= List of tasks =
- a) In the Teekay press release, what conference ID code must callers quote to join the live call?
- b) Please explain, using the press release, why the Teekay Group is holding a conference call on Thursday, May 14, 2026.

= Given passage =

HAMILTON, Bermuda, April 29, 2026 (GLOBE NEWSWIRE) — Teekay Corporation Ltd. (Teekay) (NYSE:TK) and Teekay Tankers Ltd. (Teekay Tankers) (NYSE:TNK) (collectively, the Teekay Group) plan to release their financial results for the first quarter 2026 after market close on Wednesday, May 13, 2026.

The Teekay Group plans to host a conference call on Thursday, May 14, 2026 at 11:00 a.m. (ET) to discuss its results for the first quarter 2026. All shareholders and interested parties are invited to listen to the live conference call by choosing from the following options:

  • By dialing 1(800) 330-6710, or 1(647) 361-1999 if outside of North America, and quoting conference ID code 1992591.
  • By accessing the webcast, which will be available on the Teekay Group’s website at www.teekay.com (the archive will remain on the website for a period of one year).

The accompanying Teekay Group first quarter 2026 earnings presentation will also be available at www.teekay.com in advance of the conference call start time.

About Teekay

Teekay is a leading provider of international crude oil marine transportation and marine services. Teekay provides these services through its controlling ownership interest in Teekay Tankers, a leading owner and operator of mid-sized crude tankers. Teekay Tankers has a fleet of 34 double-hull tankers (including 15 Suezmax tankers and 18 Aframax / LR2 tankers, and 1 VLCC) and has three time chartered-in tankers. In addition, Teekay Tankers manages and operates vessels for the Australian government and Australian energy companies as part of the marine services provided by Teekay Tankers and owns a ship-to-ship transfer business that performs full-service lightering and lightering support operations in the U.S. Gulf and Caribbean.

Teekay’s common shares trade on the New York Stock Exchange under the symbol “TK”.

About Teekay Tankers

Teekay Tankers has a fleet of 34 double-hull tankers (including 15 Suezmax tankers, 18 Aframax / LR2 tankers and one VLCC tanker), and also has three time chartered-in oil tankers. Teekay Tankers’ vessels are typically employed through a mix of spot tanker market trading and short- or medium-term fixed-rate time charter contracts. In addition, Teekay Tankers manages and operates vessels for the Australian Government and Australian energy companies as part of the marine services provided by the Company and owns a ship-to-ship transfer business that performs full service lightering and lightering support operations in the U.S. Gulf and Caribbean. Teekay Tankers was formed in December 2007 by Teekay Corporation Ltd.

Teekay Tankers’ Class A common shares trade on the New York Stock Exchange under the symbol “TNK.”

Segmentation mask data
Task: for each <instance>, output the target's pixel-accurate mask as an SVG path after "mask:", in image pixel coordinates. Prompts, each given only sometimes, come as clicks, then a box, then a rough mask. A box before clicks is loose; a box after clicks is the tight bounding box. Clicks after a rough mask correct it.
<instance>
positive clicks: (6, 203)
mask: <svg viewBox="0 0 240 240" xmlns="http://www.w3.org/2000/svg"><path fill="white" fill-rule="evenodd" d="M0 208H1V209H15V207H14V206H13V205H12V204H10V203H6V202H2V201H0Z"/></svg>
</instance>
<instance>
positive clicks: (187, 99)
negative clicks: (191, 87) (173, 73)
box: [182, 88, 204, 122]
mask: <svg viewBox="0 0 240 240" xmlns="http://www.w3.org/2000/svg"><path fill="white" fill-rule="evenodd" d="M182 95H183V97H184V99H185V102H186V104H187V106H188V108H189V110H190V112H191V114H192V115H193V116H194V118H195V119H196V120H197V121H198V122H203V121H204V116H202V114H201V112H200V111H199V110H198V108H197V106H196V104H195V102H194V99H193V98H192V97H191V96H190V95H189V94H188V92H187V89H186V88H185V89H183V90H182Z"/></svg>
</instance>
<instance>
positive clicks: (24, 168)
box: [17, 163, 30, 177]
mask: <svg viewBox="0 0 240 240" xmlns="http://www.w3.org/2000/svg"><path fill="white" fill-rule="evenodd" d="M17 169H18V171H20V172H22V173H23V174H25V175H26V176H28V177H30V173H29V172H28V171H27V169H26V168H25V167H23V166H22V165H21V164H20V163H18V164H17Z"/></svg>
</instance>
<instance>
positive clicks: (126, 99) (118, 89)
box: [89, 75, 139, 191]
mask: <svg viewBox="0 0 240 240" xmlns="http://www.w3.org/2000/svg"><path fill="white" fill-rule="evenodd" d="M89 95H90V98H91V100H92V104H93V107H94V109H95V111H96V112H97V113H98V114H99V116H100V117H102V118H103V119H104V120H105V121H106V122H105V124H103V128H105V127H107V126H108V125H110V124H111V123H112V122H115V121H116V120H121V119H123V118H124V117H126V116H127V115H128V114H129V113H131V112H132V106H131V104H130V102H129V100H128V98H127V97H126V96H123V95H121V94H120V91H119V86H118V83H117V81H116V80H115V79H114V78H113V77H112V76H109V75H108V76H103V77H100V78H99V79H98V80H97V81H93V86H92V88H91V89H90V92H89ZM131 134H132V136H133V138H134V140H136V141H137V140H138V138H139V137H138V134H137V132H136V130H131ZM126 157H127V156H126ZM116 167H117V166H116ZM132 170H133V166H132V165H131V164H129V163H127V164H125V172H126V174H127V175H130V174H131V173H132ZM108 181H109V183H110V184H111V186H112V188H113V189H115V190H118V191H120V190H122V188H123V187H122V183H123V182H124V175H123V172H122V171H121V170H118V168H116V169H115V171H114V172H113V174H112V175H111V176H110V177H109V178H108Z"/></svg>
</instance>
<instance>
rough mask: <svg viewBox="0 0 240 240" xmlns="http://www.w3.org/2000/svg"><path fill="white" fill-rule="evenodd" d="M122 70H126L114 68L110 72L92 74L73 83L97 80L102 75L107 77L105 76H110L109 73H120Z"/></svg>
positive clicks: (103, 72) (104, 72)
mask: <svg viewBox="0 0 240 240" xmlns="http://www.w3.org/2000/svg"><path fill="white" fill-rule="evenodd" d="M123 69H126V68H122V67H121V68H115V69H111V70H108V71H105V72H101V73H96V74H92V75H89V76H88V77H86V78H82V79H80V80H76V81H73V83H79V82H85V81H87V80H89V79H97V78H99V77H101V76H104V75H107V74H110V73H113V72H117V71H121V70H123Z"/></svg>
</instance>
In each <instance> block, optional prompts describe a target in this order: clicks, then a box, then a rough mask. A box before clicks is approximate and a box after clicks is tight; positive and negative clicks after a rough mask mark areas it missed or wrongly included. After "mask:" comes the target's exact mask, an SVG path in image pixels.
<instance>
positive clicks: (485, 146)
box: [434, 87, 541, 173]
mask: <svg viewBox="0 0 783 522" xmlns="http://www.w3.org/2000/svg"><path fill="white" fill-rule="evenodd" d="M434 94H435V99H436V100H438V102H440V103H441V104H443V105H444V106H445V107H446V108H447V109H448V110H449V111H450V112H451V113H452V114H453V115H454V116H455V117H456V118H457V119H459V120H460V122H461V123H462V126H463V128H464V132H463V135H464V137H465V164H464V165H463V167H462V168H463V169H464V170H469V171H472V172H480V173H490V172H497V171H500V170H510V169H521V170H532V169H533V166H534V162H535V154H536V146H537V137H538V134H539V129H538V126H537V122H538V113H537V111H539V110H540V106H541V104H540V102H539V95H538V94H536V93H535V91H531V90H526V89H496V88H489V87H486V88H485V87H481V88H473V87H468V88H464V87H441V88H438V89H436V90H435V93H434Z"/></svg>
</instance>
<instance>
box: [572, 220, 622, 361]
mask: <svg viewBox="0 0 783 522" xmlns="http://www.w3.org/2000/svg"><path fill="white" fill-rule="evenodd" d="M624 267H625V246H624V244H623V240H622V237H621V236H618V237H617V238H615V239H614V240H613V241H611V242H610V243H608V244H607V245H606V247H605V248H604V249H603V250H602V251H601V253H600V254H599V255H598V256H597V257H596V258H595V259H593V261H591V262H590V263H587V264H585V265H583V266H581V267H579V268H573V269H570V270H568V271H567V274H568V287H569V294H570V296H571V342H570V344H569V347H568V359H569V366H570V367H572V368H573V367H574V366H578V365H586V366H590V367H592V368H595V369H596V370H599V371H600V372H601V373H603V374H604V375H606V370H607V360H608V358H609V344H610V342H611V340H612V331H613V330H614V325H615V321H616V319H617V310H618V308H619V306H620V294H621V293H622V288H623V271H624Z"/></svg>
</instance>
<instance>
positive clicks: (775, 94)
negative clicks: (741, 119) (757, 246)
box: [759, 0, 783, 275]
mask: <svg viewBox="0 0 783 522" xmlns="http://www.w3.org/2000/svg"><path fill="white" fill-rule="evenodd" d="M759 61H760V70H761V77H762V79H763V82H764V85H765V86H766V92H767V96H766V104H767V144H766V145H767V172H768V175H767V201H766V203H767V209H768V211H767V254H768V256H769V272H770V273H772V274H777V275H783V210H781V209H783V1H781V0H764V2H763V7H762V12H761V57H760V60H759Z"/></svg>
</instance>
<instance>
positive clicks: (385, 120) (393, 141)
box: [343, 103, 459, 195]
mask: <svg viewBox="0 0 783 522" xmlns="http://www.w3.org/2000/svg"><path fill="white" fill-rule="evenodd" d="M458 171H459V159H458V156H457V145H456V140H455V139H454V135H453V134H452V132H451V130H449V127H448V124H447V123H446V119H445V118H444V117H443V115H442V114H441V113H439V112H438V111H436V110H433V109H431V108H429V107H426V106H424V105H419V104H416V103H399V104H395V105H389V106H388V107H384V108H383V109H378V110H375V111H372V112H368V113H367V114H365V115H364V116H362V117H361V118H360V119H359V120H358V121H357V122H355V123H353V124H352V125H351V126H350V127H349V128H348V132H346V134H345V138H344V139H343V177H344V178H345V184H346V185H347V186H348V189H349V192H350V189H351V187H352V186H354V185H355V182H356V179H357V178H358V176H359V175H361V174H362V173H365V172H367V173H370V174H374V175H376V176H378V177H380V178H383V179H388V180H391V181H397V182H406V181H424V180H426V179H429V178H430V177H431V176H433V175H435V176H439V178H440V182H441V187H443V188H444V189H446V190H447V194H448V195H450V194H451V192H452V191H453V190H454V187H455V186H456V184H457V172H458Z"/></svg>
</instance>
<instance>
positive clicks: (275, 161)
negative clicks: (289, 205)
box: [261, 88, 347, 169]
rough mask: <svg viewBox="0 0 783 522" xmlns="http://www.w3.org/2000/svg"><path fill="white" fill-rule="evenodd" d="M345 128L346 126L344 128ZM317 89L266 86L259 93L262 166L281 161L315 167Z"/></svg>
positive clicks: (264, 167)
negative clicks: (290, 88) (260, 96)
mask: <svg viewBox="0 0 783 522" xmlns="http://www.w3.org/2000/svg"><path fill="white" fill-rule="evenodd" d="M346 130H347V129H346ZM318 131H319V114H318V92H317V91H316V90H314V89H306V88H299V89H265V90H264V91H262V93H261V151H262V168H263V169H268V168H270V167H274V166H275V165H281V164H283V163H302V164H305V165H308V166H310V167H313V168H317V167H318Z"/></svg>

= Solutions to the tasks =
- a) Callers must quote conference ID code 1992591.

- b) The Teekay Group is hosting the call at 11:00 a.m. (ET) to discuss its results for the first quarter of 2026. Those results are set for release after market close the day before, on Wednesday, May 13, 2026.